## Begin SUPPLIED ENTRIES

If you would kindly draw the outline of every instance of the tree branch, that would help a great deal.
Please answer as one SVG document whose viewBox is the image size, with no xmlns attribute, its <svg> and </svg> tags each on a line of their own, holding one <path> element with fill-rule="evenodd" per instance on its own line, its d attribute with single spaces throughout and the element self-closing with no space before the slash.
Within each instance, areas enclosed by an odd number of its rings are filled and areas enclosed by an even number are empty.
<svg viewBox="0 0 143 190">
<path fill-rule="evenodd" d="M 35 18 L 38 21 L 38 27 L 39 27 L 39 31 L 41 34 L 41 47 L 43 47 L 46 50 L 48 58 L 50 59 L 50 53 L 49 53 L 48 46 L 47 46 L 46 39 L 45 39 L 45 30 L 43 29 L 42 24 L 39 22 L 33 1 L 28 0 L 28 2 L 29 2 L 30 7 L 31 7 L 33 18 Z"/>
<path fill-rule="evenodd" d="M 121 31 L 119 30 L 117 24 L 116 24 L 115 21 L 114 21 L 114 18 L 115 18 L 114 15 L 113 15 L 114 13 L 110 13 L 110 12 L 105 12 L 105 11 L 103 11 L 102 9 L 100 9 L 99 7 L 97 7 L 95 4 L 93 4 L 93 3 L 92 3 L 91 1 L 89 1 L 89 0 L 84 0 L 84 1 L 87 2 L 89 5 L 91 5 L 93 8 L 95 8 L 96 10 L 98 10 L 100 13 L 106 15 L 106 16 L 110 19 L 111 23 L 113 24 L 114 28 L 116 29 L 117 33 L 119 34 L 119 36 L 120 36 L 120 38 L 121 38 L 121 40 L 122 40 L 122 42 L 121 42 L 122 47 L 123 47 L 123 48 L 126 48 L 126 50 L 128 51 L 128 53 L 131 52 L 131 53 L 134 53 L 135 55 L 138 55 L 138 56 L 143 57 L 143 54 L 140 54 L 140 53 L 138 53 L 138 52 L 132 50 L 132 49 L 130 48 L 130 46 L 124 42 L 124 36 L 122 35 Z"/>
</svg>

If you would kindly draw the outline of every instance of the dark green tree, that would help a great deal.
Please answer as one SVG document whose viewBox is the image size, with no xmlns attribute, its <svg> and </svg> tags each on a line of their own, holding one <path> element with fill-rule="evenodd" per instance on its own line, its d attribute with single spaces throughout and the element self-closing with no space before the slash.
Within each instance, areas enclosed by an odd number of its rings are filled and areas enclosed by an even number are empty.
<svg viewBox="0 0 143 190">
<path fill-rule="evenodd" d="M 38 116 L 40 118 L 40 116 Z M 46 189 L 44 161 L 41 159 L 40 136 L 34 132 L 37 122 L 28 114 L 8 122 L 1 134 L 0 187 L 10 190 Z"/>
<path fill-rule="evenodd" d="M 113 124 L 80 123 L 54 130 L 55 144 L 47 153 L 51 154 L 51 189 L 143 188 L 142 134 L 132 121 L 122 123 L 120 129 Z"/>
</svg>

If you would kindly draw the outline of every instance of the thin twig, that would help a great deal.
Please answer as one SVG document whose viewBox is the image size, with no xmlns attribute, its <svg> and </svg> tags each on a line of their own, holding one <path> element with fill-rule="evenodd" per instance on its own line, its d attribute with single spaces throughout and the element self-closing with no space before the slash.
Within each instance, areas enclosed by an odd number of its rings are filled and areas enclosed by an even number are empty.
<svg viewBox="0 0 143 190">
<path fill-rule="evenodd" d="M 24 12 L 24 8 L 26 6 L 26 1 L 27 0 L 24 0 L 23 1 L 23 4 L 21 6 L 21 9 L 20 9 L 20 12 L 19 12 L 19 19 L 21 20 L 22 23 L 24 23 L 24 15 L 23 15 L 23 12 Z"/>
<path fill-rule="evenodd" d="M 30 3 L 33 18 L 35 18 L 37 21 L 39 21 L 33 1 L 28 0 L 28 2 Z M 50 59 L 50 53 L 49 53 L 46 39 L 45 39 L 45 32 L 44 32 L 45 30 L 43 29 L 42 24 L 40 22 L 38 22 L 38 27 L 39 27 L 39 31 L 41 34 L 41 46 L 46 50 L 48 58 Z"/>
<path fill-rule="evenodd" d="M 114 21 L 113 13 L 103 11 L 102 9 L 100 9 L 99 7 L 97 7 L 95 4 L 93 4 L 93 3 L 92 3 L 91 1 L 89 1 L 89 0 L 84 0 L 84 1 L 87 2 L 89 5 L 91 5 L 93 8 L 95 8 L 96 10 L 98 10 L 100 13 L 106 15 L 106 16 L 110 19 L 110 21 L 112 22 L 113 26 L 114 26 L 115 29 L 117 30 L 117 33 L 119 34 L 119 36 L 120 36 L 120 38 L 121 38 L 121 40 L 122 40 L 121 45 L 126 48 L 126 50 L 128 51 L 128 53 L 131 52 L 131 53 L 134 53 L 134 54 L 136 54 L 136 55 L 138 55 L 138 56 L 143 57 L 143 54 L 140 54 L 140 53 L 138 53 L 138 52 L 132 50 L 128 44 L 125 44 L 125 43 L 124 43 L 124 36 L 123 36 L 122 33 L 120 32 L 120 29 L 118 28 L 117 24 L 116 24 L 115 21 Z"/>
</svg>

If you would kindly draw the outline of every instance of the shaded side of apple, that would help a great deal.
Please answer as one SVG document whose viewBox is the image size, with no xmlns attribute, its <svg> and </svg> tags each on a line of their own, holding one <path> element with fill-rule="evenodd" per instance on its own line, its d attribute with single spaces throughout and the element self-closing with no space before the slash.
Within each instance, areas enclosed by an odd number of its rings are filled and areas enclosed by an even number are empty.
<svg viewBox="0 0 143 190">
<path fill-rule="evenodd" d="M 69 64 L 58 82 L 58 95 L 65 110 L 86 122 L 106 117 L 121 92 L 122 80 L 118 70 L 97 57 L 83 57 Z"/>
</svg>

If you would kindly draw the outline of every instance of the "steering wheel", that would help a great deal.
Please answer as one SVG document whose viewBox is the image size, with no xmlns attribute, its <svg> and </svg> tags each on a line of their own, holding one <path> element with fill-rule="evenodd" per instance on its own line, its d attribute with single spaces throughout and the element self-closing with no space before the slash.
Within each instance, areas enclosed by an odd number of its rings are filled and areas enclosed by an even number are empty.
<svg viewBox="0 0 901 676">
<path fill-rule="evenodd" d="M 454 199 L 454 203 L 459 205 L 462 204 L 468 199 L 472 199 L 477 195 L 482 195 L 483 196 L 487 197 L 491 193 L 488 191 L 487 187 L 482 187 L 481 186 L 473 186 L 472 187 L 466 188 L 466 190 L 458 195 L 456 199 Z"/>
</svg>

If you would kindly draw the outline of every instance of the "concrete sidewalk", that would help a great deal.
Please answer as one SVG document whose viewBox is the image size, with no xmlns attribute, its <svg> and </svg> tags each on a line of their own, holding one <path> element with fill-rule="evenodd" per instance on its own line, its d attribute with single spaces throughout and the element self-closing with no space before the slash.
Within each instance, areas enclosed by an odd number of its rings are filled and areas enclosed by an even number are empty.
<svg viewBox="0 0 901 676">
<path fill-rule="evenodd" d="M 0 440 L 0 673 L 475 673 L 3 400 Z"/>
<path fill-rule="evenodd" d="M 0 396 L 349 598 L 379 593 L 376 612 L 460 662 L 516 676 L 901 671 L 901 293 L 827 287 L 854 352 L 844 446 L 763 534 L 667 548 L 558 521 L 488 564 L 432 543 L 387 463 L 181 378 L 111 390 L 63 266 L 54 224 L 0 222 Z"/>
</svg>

## End SUPPLIED ENTRIES

How many lines of the material above contain the string "every", with case counting? Reply with the number only.

6